> [Texto extraído]:
........

Para julgamento do presente conflito, são relevantes as seguintes ocorrências processuais:

1) Em 18/07/2023, F ………………… intentou, no TAC de Lisboa, ação administrativa contra o Instituto da Segurança Social, I.P., na qual peticiona a anulação das decisões proferidas pela Unidade de Prestações de Solidariedade do ISS.I.P., que lhe impôs a restituição da prestação indevidamente paga a título de Rendimento Social de Inserção, no valor de €3.919,77, conforme Nota de Reposição nº12097807, de 10/04/2023, e que determina a redução da prestação do RIS, com efeitos a abril de 2022,. [cfr. pi e 2 docs. fls. 4/15- SITAF].

2) Por decisão de 5/9/2023, o Senhor Juiz do Juízo Administrativo Comum do TAC de Lisboa, excecionou a incompetência em razão da matéria daquele tribunal e determinou a remessa dos autos ao Juízo Administrativo Social do mesmo Tribunal por entender ser esse o competente, aduzindo, para tanto, a fundamentação de direito que, de seguida, se transcreve nos trechos mais significativos. Assim:

«(…) atendendo ao pedido formulado pela Autora na presenta ação administrativa, verifica-se que a mesma pretende, no essencial, a anulação de decisões proferidas pela Entidade Demandada relativas à restituição de prestações indevidamente pagas e à alteração do montante do rendimento social de inserção, pelo que a competência material para dirimir a questão encontra-se atribuída ao juízo administrativo social, nos termos do artigo 44.º-A, n.º 1, alínea b), subalínea iii), do ETAF.

(…)

Declaro incompetente em razão da matéria o juízo administrativo comum para conhecer da presente ação administrativa, com a consequente remessa dos autos ao juízo administrativo social do Tribunal Administrativo de Círculo de Lisboa

(…)».

........

> [O que fazer]:
#1 Reescreva, por favor, as linhas da listagem desde o início até à linha que contém "negative clicks: (560, 337)", inclusive, trocando "positive clicks" por "positive points" e mantendo tudo o resto igual.
#2 Prossiga o texto sobre o conflito de competência a partir do ponto onde termina.

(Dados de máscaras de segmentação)
........

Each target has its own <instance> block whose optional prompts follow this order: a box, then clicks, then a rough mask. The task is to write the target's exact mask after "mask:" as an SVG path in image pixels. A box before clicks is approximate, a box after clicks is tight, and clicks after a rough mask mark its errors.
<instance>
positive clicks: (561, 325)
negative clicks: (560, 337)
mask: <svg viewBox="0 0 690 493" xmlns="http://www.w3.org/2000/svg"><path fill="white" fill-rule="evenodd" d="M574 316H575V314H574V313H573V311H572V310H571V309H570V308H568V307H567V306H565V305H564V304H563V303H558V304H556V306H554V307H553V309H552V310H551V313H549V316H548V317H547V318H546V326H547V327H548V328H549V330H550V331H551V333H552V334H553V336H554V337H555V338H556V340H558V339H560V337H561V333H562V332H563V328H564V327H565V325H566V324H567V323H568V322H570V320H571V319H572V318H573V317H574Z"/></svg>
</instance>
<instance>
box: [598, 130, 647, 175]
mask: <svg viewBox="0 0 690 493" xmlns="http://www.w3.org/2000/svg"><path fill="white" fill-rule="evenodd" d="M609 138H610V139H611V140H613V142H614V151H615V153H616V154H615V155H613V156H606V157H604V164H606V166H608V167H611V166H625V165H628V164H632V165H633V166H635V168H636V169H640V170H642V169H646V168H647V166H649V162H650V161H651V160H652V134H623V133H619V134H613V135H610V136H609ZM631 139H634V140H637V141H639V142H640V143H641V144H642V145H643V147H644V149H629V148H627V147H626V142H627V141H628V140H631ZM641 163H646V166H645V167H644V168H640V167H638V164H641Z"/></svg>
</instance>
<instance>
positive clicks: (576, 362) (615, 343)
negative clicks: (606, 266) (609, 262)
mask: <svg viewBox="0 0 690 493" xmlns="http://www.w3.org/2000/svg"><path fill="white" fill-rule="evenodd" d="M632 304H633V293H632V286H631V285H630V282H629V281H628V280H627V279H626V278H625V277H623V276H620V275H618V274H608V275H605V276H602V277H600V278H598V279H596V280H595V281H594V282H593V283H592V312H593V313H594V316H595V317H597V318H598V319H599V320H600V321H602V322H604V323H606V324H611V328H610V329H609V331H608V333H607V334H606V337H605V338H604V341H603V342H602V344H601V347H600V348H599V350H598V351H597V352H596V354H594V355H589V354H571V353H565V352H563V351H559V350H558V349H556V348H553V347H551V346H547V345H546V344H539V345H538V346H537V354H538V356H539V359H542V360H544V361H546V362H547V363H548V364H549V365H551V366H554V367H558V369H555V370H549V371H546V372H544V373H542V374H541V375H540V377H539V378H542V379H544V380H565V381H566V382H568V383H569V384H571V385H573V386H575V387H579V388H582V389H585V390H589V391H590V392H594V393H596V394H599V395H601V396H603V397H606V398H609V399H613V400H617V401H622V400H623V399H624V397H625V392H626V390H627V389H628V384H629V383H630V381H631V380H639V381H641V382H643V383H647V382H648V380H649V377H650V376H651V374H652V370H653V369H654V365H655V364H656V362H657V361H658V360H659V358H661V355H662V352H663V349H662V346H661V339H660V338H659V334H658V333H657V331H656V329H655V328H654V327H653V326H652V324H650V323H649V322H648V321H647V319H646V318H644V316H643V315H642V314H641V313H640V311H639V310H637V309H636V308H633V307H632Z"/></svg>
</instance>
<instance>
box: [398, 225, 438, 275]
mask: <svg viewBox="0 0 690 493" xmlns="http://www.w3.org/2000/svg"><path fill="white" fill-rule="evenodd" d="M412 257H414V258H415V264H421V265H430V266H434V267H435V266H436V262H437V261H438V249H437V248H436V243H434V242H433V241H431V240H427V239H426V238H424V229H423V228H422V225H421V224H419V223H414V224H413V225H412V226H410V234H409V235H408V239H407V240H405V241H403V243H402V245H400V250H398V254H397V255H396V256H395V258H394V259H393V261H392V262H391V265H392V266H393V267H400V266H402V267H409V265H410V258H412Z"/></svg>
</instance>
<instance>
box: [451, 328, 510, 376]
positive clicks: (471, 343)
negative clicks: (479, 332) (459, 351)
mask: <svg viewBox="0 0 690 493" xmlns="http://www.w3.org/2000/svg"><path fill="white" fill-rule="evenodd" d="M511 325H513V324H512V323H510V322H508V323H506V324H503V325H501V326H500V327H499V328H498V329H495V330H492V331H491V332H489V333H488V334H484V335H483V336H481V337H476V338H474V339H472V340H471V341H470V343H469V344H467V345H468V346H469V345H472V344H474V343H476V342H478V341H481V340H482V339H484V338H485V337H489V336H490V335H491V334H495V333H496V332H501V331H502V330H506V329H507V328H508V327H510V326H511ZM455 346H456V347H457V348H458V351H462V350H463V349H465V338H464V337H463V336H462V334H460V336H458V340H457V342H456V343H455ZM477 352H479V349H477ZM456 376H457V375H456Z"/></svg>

........

> [Resultados do exercício]:
#1
Each target has its own <instance> block whose optional prompts follow this order: a box, then clicks, then a rough mask. The task is to write the target's exact mask after "mask:" as an SVG path in image pixels. A box before clicks is approximate, a box after clicks is tight, and clicks after a rough mask mark its errors.
<instance>
positive points: (561, 325)
negative clicks: (560, 337)

#2
[cfr. fls. 17/19 -SITAF]

3º) Uma vez ali chegados, o Senhor Juiz a quem os presentes autos foram distribuídos proferiu sentença com data de 22/11/2023, a declarar-se igualmente incompetente em razão da matéria para dirimir o litígio que lhe foi submetido, devolvendo a competência ao tribunal remetente. Dessa decisão, sustentada nas decisões proferidas pelos Presidentes dos TCA’s, em processos em que estava em causa a resolução deste tipo de conflito de competência - na vigência da redação originária do artigo 44º-A do ETAF-, extrai-se o seguinte trecho:

“(…) De facto (…) já estava jurisprudencialmente assente que não se trata de matéria que caiba na específica competência especializada do Juízo Social, no que se refere aos litígios relacionados com formas públicas ou privadas de protecção social, cujo alcance é mais restrito, abarcando apenas a designada "previdência social e aposentação" conexa, pois, com a relação laboral (correspondente ao Capítulo III da Lei de Bases do Sistema de Segurança Social, Lei n.º 4/2007, de 16 de Janeiro).

Neste sentido, foi decidido, em sede de conflito de competências e entre outras, nas Decisões Sumárias da Presidente do Tribunal Central Administrativo Norte de 08.04.2021, no processo n.º 2799/18.9BEPRT, e de 12.04.2021, no processo n.º 1059/19.2BEPRT.

O rendimento social de inserção (RSI), criado e previsto na Lei n.º 13/2003, de 21 de Maio, é uma prestação inseridas no subsistema de solidariedade, do sistema de protecção social de cidadania (cf. artigo 1.º, da Lei n.º 13/2003; e Capítulo II da Lei de Bases do Sistema de Segurança Social – Lei n.º 4/2007, de 16 de Janeiro), ou seja, manifestamente fora do sistema previdencial, previsto no Capítulo III da Lei de Bases do Sistema de Segurança Social.

De resto, em situações essencialmente idênticas à dos presentes autos, relativas especificamente ao rendimento social de inserção, já foram proferidas, entre outras, as Decisões Sumárias da Presidente do TCA Norte de 05.12.2021, no processo n.º 469/21.0BEBRG; e do Presidente do TCA Sul de 01.07.2022, no processo n.º 196/218BESNT, de 20.07.2022, no processo n.º 748/20.3BESNT, e de 04.01.2023, no processo n.º 217/22.7BEALM (os dois primeiros disponíveis em www.gde.mj.pt), no sentido propugnado na presente decisão, atribuindo a competência para conhecimento do mérito da causa ao Juízo Administrativo Comum.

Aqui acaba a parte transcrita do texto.